> [Dataset records]:
○ ○ ○ ○

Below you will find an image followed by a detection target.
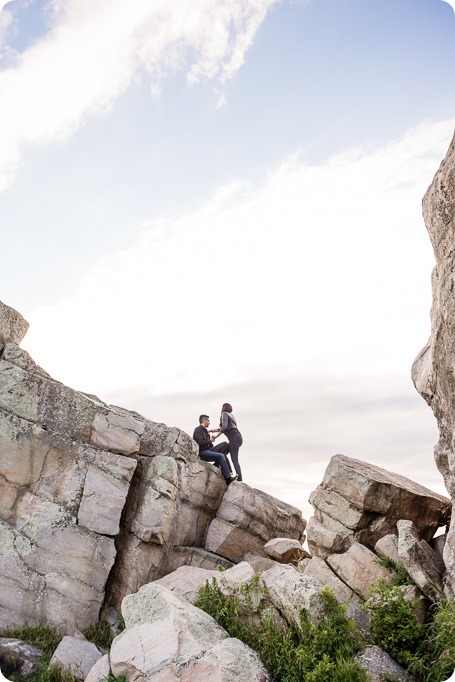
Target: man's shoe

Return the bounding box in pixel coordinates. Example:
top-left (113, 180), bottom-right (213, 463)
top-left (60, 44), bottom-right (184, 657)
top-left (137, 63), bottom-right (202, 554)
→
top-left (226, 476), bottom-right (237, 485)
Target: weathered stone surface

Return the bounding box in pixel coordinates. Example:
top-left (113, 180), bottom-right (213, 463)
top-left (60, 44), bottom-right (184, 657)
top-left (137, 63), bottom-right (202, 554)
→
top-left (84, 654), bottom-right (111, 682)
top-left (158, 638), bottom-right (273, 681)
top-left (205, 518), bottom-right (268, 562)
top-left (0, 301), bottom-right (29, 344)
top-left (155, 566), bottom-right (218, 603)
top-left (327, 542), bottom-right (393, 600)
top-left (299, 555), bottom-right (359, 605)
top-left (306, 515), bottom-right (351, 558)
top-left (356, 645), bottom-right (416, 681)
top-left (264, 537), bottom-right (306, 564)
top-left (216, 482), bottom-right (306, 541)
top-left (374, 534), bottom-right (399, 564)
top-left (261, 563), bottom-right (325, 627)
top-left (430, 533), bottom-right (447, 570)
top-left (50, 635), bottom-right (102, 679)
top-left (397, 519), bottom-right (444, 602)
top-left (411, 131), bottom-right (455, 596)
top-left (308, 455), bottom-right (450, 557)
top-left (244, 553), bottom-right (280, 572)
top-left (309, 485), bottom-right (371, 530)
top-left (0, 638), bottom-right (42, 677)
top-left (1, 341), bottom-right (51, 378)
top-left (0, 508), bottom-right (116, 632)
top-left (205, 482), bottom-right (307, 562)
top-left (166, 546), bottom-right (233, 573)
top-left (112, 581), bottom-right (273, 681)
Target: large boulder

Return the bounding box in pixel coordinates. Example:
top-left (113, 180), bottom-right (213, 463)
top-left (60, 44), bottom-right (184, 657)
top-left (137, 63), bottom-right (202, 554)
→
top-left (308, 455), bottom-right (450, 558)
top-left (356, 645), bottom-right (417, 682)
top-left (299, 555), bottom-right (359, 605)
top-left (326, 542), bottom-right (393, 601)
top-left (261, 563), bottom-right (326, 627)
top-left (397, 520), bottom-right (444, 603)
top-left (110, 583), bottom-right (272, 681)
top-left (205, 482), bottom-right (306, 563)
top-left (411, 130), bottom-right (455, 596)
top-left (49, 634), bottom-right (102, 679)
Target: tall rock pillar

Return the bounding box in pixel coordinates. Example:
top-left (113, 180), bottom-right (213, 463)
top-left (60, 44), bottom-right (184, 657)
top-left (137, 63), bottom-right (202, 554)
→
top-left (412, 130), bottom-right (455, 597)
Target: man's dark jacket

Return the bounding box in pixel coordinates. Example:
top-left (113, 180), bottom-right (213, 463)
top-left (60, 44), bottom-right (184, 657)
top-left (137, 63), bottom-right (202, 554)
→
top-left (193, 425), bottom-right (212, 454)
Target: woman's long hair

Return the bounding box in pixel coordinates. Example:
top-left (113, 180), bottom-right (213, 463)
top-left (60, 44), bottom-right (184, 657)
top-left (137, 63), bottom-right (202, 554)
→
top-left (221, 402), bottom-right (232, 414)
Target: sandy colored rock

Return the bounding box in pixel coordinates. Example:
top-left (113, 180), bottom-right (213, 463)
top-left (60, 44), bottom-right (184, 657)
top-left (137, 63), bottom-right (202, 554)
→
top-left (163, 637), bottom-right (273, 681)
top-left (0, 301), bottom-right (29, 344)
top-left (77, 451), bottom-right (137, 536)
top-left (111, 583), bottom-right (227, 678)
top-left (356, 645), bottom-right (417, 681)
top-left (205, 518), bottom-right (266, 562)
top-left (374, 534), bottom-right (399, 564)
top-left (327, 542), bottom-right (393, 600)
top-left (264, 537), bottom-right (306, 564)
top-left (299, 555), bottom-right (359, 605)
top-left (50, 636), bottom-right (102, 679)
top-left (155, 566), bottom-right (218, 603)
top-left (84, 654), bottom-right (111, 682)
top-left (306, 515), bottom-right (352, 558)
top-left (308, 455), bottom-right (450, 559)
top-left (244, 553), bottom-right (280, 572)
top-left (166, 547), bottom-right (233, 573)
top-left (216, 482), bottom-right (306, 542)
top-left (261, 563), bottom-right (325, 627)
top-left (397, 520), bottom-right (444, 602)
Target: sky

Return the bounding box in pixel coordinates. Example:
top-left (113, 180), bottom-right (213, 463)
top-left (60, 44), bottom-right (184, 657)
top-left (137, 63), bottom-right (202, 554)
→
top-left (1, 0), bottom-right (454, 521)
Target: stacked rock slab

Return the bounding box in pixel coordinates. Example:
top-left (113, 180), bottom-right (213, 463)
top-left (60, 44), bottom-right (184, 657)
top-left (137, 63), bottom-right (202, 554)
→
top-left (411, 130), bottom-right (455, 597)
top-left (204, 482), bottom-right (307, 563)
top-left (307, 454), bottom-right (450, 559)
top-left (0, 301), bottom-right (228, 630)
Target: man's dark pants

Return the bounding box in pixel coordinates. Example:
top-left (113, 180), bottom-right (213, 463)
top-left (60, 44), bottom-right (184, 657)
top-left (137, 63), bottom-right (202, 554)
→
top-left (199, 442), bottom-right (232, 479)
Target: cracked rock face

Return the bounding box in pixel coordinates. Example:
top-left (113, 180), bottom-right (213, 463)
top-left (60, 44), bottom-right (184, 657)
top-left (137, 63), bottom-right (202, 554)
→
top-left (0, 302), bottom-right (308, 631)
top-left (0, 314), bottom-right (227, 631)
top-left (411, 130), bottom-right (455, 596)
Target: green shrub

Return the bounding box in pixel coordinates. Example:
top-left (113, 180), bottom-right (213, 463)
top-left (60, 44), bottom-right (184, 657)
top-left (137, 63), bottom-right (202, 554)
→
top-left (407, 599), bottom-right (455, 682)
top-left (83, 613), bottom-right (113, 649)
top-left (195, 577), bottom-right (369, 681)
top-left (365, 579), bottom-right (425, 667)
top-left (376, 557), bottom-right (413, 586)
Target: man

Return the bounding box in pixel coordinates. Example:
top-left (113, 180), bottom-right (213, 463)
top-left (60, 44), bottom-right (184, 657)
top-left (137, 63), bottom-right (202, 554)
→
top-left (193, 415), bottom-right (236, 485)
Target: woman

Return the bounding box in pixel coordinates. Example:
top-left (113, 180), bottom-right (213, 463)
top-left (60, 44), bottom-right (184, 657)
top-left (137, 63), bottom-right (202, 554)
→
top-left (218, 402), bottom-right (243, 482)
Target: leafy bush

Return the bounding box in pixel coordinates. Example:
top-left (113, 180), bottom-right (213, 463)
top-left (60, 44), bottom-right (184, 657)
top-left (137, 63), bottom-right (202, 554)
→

○ ○ ○ ○

> [Action item]:
Reply with a number only, showing how many lines of the material contain the word "dark".

> [Output for this task]:
2